Items from a dataset
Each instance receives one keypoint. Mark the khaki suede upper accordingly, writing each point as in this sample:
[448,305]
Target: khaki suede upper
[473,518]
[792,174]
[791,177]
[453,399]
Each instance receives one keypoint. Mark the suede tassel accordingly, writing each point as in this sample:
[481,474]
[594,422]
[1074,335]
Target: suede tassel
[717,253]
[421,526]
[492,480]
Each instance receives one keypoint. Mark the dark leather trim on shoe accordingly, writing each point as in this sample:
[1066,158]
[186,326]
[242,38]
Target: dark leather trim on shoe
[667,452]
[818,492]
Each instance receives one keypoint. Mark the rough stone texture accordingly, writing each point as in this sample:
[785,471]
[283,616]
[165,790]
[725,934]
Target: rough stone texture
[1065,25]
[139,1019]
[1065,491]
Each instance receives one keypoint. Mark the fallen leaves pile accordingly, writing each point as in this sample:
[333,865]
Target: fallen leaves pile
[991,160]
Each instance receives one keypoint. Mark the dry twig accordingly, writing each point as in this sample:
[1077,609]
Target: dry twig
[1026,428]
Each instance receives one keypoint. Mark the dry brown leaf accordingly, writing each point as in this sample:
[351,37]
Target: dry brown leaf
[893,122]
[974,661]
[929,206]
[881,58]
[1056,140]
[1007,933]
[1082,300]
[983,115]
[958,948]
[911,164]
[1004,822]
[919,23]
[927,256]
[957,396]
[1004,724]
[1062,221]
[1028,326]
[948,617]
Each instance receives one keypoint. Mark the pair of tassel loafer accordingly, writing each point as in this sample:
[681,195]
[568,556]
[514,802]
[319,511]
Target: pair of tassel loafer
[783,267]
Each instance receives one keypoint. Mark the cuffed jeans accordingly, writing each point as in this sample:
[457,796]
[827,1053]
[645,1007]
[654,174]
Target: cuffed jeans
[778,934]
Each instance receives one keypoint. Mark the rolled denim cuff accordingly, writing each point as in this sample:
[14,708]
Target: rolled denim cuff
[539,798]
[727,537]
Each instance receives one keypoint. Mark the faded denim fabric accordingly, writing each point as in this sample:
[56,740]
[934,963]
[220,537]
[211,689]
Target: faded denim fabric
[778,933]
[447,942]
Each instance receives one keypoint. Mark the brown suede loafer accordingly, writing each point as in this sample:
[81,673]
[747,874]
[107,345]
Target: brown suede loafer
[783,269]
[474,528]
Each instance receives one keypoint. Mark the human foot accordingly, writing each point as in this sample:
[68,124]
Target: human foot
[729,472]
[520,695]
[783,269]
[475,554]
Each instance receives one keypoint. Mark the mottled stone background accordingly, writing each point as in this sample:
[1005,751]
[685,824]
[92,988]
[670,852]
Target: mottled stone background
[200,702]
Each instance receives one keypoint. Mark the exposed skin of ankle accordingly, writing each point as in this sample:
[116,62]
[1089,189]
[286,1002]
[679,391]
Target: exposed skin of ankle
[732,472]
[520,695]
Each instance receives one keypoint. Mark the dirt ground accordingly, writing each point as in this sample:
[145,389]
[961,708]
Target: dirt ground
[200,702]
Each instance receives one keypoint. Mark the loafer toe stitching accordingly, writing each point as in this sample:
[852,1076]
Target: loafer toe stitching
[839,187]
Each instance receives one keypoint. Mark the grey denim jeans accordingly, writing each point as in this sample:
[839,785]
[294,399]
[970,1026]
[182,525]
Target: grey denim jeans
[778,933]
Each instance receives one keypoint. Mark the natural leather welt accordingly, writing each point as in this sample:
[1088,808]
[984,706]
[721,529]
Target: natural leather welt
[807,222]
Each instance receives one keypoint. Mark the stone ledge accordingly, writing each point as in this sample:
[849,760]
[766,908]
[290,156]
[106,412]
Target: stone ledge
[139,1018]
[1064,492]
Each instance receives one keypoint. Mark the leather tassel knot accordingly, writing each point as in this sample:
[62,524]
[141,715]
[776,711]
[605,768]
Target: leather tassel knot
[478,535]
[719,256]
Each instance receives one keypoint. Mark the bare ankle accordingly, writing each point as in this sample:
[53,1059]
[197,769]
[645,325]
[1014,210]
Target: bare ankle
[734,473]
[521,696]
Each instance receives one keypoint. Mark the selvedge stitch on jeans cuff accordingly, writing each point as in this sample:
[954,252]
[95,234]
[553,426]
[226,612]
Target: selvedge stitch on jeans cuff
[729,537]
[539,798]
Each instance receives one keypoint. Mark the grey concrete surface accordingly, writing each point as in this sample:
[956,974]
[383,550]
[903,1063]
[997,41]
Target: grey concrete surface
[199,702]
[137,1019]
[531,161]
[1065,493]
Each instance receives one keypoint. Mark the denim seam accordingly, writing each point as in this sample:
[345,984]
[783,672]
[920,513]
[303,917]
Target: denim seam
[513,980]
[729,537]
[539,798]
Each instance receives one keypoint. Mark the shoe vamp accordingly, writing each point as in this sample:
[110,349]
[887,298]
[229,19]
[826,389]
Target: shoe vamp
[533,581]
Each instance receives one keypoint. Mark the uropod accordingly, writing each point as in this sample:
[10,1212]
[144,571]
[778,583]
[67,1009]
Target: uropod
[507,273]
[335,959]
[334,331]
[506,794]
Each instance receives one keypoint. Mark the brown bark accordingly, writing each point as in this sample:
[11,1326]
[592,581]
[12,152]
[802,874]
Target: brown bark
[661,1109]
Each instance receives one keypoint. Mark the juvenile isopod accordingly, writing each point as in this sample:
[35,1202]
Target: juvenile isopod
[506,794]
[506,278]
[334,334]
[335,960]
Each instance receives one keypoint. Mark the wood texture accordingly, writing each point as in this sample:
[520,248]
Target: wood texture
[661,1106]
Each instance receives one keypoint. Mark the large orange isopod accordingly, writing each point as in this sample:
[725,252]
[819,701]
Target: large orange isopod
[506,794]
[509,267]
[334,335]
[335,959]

▶ **What is being asked**
Set down only the lines above that fall between the line holding "Target: dry brown leaf" and the line holding "Each instance receives one keypoint. Mark the pair", inclusive, keeping each exact.

▶ **Solution**
Target: dry brown leaf
[893,122]
[974,661]
[929,206]
[881,58]
[1056,140]
[1007,933]
[1082,300]
[983,115]
[958,948]
[911,164]
[1004,822]
[919,23]
[927,256]
[957,396]
[1004,724]
[1062,221]
[1028,326]
[948,617]
Each instance receives one keypoint. Mark the pair of tassel loafer accordingly, writing each point as in this sample:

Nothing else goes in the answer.